*QUOTED PASSAGE*.
There has been an increased focus on exploring the role of certain foods and diets in taming inflammation, even though a specific anti-inflammatory diet has yet to be defined.

Inflammation can be acute, such as following an infection or injury and result in localized pain, redness and swelling. It also can become chronic and affect different tissues and organs of the body. Inflammation is a natural process that serves to protect the body and allow it to heal. However, if it's consistent, it may increase the risk of other health conditions, such as cardiovascular disease, Type 2 diabetes and some types of cancer. Recognizing that healthful eating patterns can reduce the risk of several chronic diseases, there has been an increased focus on exploring the role of certain foods and diets in taming inflammation.

Although the term "anti-inflammatory diet" is frequently used, there is not one specific eating pattern prescribed to this diet. A research base of more than 200 studies has, however, looked at the dietary inflammatory index (DII) of specific foods, nutrients, antioxidants and a few select food components, such as turmeric, green tea, thyme and saffron, and within the context of a global population. Using the DII, researchers have been able to assess whether an overall diet has the potential to be either anti-inflammatory or pro-inflammatory.

Studies also have investigated the effect of eating patterns characterized as a Mediterranean diet, although many variations are possible based on the countries surrounding the Mediterranean Sea. A systematic review conducted by the Academy's Evidence Analysis Center reflected that consumption patterns commonly associated with the definition of a Mediterranean diet included a higher intake of fruits, vegetables and whole grains, regular intake of olive oil and legumes, and a low to moderate amount of meat intake. Evidence has demonstrated that a higher adherence to a Mediterranean diet is inversely associated with inflammation, yet some studies have found no association.

Other research has examined adherence to the healthy eating index (HEI), which utilizes scores based on dietary guidelines, but the findings have been mixed. One drawback of only looking at select dietary patterns is that it may exclude other healthy eating styles across the globe. Plus, results have been less consistent depending on the study design (i.e., cross-sectional versus longitudinal) and may differ based on the inflammatory markers that are measured.

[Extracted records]

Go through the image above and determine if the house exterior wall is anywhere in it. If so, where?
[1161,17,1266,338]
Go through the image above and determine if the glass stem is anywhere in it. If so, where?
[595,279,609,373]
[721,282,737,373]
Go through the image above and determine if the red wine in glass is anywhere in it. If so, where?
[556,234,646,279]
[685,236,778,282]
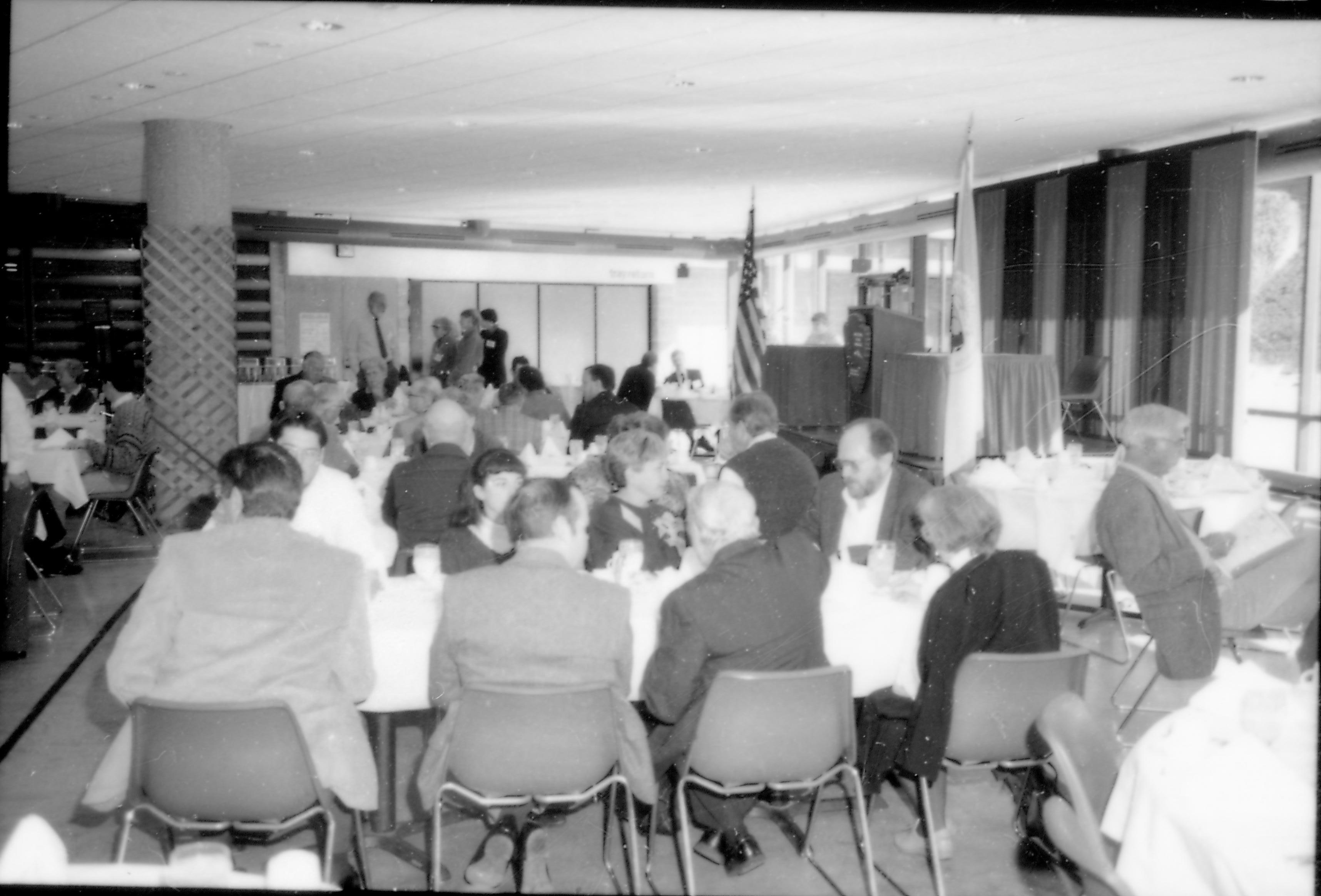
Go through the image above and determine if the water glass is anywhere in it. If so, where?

*PROBLEM SET*.
• 1. Answer these questions from the text on diet and inflammation, one line each:
(a) What three health conditions does it say consistent inflammation may raise the risk of?
(b) Which four select food components does it list among those studied with the dietary inflammatory index?
(c) Who conducted the systematic review of Mediterranean eating patterns?
• 2. Pick up the text on diet and inflammation from where it stops and keep writing.

*PER-TASK ANSWERS*.
• 1.
(a) Cardiovascular disease, Type 2 diabetes and some types of cancer.
(b) Turmeric, green tea, thyme and saffron.
(c) The Academy's Evidence Analysis Center.

• 2.
Even though a specific anti-inflammatory diet has not yet been defined, registered dietitian nutritionists can help people lower their risk for chronic diseases that are often associated with low-grade chronic inflammation by adopting healthier eating styles that incorporate more of the foods that tend to be under-consumed, such as fruits and vegetables. This approach is consistent with the 2020-2025 Dietary Guidelines for Americans, which features a "Healthy Mediterranean-Style Dietary Pattern" and offers daily or weekly amounts for each food group and subgroup.


  • Hart MJ, Torres SJ, McNaughton SA, Milte CM. Dietary patterns and associations with biomarkers of inflammation in adults: a systematic review of observational studies. Nutr J. 2021 Mar 12;20(1):24.
  • Hébert JR, Shivappa N, Wirth MD, Hussey JR, Hurley TG. Perspective: The Dietary Inflammatory Index (DII)-Lessons Learned, Improvements Made, and Future Directions. Adv Nutr. 2019 Mar 1;10(2):185-195.
  • Shivappa N, Steck SE, Hurley TG, Hussey JR, Hébert JR. Designing and developing a literature-derived, population-based dietary inflammatory index. Public Health Nutr. 2014 Aug;17(8):1689-96.
  • Academy of Nutrition and Dietetics Evidence Analysis Library. Dietary Approaches and Health Outcomes. Accessed September 29, 2022.
  • U.S. Department of Health and Human Services and U.S. Department of Agriculture. 2020-2025 Dietary Guidelines for Americans 9th Edition. December 2020. Accessed August 31, 2022.